### SHORT EXERCISE
Please count the lines in the rows below that contain the string "lake", and give only that number.

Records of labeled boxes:

-- START --

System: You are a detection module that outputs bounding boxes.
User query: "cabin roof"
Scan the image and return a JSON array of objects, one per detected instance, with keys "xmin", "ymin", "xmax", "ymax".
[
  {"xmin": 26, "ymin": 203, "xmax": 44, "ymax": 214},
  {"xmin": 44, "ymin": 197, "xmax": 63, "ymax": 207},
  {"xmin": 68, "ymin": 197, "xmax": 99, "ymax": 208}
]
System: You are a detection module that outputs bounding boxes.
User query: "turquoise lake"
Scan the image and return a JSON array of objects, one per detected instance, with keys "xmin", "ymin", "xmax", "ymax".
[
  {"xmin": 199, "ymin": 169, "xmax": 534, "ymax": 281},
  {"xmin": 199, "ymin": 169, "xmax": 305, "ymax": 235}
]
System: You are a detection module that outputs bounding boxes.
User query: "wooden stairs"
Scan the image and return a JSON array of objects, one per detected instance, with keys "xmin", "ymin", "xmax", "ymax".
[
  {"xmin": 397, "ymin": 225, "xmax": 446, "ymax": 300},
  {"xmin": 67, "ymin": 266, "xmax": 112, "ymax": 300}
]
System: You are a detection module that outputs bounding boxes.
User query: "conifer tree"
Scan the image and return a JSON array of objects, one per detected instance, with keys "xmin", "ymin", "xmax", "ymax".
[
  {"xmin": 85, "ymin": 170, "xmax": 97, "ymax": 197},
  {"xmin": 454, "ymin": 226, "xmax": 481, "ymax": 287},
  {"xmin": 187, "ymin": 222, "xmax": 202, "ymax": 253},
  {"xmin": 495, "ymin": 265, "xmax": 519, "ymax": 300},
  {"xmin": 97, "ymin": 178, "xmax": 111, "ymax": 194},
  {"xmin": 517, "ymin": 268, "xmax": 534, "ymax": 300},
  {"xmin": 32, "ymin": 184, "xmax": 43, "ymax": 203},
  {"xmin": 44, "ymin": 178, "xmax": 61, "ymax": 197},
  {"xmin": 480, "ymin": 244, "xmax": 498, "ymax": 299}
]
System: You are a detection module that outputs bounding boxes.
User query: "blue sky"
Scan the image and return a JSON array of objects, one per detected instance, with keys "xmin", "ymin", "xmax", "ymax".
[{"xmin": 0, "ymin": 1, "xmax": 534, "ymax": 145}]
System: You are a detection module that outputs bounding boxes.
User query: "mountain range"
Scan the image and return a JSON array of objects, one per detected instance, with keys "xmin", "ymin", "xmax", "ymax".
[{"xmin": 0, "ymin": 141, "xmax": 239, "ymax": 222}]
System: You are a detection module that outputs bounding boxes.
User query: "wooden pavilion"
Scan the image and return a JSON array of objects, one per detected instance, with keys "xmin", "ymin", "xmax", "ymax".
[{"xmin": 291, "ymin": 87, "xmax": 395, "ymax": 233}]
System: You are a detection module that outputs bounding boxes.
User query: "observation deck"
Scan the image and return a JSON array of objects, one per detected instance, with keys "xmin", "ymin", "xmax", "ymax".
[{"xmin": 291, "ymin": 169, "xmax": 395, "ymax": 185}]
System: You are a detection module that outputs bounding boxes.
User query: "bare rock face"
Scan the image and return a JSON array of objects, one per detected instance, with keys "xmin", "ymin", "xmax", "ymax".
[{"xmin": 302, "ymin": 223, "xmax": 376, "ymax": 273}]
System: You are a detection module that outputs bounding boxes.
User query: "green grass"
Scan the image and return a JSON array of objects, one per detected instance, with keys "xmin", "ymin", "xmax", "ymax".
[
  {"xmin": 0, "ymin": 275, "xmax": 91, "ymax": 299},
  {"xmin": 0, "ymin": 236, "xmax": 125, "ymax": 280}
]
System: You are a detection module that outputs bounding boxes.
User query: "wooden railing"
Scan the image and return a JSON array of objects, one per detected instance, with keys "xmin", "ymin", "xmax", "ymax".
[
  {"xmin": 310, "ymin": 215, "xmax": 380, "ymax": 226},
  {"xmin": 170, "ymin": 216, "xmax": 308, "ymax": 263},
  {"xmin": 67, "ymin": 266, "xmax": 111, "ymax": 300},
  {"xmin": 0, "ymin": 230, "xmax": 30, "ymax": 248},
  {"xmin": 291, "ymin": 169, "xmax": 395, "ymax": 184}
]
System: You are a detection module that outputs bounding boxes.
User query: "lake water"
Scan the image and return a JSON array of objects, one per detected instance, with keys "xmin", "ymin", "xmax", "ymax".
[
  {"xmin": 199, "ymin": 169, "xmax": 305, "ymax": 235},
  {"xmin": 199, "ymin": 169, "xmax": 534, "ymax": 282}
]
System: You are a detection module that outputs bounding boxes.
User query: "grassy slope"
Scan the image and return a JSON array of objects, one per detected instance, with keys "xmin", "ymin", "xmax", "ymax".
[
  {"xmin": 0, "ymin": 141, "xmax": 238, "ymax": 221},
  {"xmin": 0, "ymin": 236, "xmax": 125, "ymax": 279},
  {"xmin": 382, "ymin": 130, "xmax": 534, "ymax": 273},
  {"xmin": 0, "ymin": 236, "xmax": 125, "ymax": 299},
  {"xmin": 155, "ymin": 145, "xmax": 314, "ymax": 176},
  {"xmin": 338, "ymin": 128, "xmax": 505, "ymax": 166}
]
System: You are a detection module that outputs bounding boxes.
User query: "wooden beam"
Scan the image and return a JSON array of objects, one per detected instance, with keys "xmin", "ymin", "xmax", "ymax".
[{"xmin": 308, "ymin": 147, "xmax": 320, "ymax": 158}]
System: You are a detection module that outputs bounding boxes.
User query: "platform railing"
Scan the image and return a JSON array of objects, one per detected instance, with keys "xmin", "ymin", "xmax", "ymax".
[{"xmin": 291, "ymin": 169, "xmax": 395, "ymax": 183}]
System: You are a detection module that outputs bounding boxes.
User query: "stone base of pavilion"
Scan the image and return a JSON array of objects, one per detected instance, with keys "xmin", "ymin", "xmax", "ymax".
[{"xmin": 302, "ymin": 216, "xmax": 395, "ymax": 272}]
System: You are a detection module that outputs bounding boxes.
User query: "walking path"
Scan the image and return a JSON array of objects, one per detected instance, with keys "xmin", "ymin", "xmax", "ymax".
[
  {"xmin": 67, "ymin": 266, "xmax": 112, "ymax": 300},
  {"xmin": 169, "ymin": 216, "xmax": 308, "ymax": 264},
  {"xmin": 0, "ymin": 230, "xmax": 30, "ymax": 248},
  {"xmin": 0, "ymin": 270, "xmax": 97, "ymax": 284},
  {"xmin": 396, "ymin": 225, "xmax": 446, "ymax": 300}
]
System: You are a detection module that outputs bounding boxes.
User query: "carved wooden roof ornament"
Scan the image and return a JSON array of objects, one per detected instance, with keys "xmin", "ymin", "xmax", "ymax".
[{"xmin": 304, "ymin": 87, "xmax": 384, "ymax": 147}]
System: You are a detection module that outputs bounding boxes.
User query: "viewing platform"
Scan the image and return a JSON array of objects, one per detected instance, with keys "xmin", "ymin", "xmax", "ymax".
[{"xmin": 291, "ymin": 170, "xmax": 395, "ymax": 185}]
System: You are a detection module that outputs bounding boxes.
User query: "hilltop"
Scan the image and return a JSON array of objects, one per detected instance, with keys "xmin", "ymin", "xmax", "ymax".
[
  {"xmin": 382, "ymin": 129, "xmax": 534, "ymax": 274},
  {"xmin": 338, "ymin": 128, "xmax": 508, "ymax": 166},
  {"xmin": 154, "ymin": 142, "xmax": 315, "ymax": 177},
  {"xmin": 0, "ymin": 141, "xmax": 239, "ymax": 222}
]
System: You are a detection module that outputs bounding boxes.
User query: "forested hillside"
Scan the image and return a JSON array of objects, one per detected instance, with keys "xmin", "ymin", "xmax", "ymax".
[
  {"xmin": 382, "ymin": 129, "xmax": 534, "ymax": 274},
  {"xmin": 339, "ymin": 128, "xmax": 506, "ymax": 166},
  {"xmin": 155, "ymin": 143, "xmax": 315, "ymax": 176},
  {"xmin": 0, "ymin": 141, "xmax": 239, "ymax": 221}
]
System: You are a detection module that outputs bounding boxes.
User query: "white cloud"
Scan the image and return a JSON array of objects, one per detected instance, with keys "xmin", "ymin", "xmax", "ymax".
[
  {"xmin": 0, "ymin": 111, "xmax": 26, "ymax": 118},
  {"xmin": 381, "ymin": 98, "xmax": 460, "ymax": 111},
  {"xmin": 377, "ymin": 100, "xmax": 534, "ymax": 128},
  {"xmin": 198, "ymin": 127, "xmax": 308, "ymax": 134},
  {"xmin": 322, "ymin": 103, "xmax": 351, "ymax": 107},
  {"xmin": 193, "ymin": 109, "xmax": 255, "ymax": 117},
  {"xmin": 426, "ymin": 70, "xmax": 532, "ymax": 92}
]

-- END --

### FINAL RESULT
2